(Saved data entries)
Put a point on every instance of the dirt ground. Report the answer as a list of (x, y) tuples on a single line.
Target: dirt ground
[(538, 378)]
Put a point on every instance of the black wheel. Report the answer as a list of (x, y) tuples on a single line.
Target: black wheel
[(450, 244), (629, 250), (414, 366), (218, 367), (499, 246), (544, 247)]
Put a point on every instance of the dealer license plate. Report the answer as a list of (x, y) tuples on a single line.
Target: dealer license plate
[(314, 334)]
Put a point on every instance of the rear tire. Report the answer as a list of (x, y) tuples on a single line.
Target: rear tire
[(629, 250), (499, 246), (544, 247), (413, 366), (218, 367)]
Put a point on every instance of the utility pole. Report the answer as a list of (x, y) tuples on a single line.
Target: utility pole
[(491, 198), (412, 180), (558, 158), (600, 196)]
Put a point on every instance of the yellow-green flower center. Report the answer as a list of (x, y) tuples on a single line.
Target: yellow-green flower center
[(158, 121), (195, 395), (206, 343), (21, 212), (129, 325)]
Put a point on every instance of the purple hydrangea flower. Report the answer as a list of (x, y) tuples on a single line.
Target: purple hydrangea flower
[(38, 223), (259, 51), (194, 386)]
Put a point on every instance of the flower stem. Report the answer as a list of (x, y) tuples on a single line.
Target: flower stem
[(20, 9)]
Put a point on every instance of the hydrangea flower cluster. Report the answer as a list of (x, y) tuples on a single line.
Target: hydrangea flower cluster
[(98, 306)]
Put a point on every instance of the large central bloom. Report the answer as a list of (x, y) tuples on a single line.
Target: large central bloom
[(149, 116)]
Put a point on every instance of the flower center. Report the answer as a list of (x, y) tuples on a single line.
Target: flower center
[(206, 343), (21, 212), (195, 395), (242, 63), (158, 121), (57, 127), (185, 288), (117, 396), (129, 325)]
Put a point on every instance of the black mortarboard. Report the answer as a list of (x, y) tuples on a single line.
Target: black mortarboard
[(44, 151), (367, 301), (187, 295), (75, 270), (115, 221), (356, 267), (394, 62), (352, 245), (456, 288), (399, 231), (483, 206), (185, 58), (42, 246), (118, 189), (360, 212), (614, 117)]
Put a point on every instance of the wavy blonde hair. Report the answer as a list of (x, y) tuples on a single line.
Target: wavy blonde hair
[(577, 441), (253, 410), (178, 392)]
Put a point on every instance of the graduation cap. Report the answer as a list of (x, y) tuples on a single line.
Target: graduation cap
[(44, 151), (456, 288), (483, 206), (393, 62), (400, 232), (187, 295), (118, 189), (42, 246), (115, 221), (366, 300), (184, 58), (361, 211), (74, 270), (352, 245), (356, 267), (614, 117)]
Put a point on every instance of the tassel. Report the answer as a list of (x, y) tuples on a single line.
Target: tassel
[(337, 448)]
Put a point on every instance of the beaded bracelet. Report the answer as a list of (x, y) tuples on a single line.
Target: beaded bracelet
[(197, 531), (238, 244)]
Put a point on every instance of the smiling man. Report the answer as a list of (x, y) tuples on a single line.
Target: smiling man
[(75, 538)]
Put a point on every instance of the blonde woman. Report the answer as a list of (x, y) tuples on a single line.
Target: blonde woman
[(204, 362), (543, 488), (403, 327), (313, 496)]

Task instructions:
Produce an exact copy of the lines from the one containing "Put a point on every instance of the black mortarboard." through the last line, and of nothing else.

Full output:
Put a point on every instance of the black mortarboard. Report the answer as a list of (x, y) tuples on a single line.
Target: black mortarboard
[(44, 151), (367, 301), (187, 295), (75, 270), (115, 221), (356, 267), (394, 62), (352, 245), (456, 288), (399, 231), (483, 206), (185, 58), (42, 246), (118, 189), (360, 212), (614, 117)]
Put a point on every instance of the wavy blonde hair. Report the answer as a list of (x, y) tuples on a single line.
Target: wavy blonde hair
[(577, 441), (253, 410), (178, 392)]
Put a point on every instance of the graduation cap. Report the answer as a list of (x, y) tuples on a single line.
Target: graduation cap
[(44, 151), (456, 288), (483, 206), (393, 62), (400, 232), (187, 295), (118, 189), (42, 246), (115, 221), (366, 300), (184, 58), (361, 211), (74, 270), (352, 245), (356, 267), (614, 117)]
Put a point on every instance of the tassel. Report the answer as a list of (x, y) tuples on a single line.
Target: tassel
[(337, 448)]
Put a point on every instance of the beaded bracelet. Report the answer as a list of (x, y) tuples on a single line.
Target: beaded bracelet
[(197, 531), (238, 244)]
Put a point on every instance of the smiling man. Report the answer as a list of (x, y) tuples on a single line.
Target: smiling man
[(75, 538)]
Put a point on every instance of the blonde woman. Report the answer as a list of (x, y) tuples on a single line.
Target: blonde woman
[(204, 362), (543, 488), (403, 327), (313, 496)]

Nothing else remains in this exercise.